Akan tetapi, kesulitan (masyaqqat) yang dijadikan sebagai pendorong dibolehkannya bagi orang sakit tidak berpuasa pada bulan Ramadhan sebetulnya hal yang samar-samar dan tidak pasti. Sebab, ternyata tidak semua orang mempunyai kondisi yang sama; ada yang merasakan kesulitan dan banyak pula orang yang tidak merasakannya. Dengan demikian, adalah tidak tepat menetapkan suatu hukum hanya berdasarkan kepada hikmah yang keberadaannya samar-samar. Oleh karena itu kalangan jumhur menolak ber-‘illat dengan hikmah semata-mata. Akan tetapi, al-Amidî[10] menerima hikmah sebagai ‘illat secara bersyarat, yaitu hikmah itu harus jelas dan jika tidak jelas maka tidak dapat dijadikan sebagai ‘illat yang mendasari ketetapan hukum syara‘.

• Tugas dan Latihan
1. Menurut kutipan tentang hikmah dan ‘illat, dengan syarat apa al-Amidî menerima hikmah sebagai ‘illat?
2. Teruskan kutipan tentang hikmah dan ‘illat mulai dari sesudah kalimat terakhirnya.
Item-item ini tidak ada hubungannya dengan kutipan tentang hikmah dan ‘illat.

• Cuplikan Item
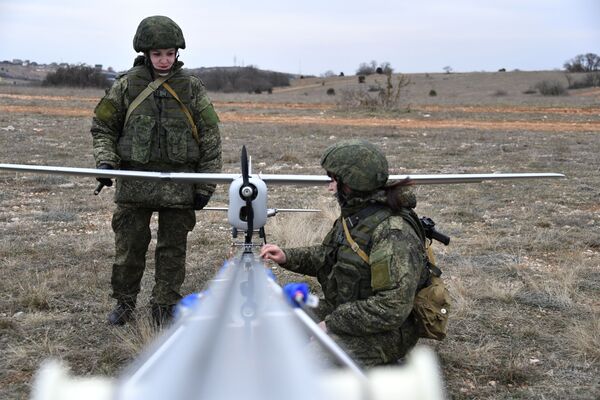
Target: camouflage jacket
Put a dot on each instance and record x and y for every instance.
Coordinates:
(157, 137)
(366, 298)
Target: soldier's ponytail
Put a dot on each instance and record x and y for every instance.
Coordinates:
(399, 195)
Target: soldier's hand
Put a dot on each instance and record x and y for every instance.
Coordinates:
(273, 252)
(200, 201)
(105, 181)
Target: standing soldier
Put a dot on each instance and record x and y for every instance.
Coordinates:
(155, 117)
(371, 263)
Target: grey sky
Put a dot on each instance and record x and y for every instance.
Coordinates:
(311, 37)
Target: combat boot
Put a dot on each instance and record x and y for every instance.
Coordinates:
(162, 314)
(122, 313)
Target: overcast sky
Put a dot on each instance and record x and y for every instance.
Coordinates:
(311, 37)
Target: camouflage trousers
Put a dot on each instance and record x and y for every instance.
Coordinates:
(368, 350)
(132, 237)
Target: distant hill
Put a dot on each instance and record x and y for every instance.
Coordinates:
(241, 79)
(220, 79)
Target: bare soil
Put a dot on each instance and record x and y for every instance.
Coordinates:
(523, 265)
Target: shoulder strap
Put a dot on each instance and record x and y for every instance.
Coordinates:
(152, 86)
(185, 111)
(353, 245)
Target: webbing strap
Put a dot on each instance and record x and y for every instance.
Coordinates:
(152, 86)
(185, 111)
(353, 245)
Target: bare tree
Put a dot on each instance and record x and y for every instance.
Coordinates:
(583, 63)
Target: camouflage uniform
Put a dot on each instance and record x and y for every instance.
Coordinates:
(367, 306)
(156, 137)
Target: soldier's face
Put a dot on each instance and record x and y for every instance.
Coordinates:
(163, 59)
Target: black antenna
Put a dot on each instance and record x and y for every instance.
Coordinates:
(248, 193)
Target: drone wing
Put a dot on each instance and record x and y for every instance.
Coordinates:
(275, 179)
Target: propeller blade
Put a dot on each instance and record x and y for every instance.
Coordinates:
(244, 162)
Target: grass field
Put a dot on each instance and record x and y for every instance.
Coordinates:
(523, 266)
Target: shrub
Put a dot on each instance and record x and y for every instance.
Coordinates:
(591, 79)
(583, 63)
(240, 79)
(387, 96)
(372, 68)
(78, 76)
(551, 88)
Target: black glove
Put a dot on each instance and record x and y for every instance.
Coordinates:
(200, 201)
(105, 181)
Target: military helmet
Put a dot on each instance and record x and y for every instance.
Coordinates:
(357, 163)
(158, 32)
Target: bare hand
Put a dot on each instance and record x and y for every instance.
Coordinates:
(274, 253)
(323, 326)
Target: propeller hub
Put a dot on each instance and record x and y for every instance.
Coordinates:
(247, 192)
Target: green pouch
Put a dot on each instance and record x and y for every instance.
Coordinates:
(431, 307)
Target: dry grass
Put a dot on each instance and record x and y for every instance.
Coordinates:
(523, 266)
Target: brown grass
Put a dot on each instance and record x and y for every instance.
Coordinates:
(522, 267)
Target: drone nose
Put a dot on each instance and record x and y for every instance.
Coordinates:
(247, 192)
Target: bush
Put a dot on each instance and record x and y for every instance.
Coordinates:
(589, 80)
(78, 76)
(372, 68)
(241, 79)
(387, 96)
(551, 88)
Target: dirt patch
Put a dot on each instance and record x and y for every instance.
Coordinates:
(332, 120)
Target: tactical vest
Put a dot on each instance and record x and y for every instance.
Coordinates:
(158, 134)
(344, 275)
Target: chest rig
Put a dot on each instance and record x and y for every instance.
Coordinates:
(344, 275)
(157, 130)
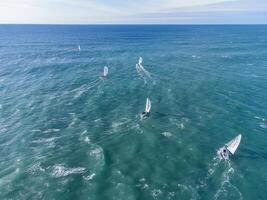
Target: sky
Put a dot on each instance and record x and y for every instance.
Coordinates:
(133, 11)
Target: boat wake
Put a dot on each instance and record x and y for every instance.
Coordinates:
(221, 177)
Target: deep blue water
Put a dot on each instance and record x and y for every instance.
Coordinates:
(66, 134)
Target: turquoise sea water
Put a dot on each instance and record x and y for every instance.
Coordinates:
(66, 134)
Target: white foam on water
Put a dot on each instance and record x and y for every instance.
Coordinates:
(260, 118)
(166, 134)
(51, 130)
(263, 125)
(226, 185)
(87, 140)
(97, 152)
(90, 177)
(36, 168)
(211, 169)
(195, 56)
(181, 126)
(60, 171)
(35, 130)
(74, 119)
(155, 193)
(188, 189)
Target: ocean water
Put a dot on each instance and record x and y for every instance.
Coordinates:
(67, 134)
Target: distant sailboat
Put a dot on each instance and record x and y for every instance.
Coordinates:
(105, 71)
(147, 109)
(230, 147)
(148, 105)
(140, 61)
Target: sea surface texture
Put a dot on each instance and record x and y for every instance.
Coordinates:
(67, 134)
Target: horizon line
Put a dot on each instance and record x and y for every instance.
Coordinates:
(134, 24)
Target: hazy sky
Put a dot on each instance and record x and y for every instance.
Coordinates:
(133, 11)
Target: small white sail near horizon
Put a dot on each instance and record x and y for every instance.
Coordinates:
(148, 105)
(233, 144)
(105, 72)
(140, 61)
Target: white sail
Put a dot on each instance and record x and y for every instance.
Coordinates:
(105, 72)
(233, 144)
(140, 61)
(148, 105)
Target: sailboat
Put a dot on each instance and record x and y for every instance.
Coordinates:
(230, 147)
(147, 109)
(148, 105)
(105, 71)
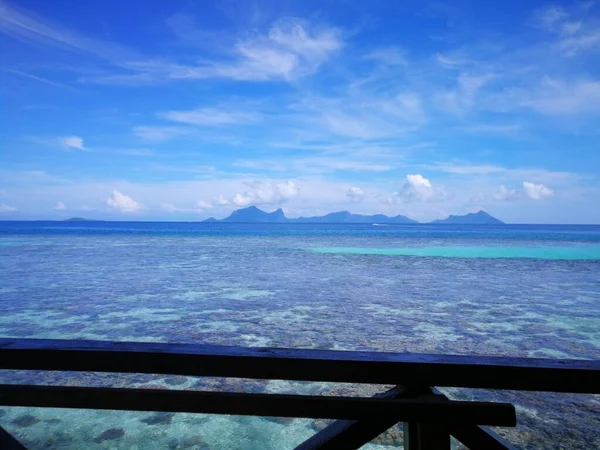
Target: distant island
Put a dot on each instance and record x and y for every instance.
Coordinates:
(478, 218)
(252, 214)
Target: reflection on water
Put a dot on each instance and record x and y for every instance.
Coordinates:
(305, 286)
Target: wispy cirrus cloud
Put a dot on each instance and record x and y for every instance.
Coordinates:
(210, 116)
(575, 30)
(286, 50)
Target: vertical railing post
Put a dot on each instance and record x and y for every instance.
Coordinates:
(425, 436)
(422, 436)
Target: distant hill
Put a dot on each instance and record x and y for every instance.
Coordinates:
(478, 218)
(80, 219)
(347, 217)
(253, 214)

• Kunci Jawaban
1. Hikmah itu harus jelas.

2.
Lebih jauh terlihat pula ada ulama yang tidak membolehkan mengaitkan ketetapan hukum syara‘ kepada ‘illat sama sekali, karena hal tersebut menurut mereka berarti menganggap Allah tidak sempurna. Padahal segala sesuatu yang ditetapkan Allah tidak tergantung kepada yang lain; Allah berbuat menurut pilihannya sendiri.[11] Kelompok ini dikenal dengan sebutan nafy  al-ta‘lîl (نفى الـتعليـل) yaitu golongan  yang  menolak ke-‘illat-an hukum. Mereka ini terdiri dari sebagian pengikut Asy‘ariyah, sebagian dari filosof [12] dan di kalangan ulama ushul antara lain adalah Zhahirîyah.[13]
Bila dicermati lebih jauh, perbedaan ini tidak saja terjadi dalam melihat apa yang menjadi ‘illat dari suatu ketentuan hukum, tetapi juga dalam penyebutan atau penamaan terhadap ‘illat tersebut serta prosedur atau langkah-langkah yang ditempuh untuk menetapkannya. Dan juga dalam persyaratan yang digariskan bagi eksistensi ‘illat tersebut.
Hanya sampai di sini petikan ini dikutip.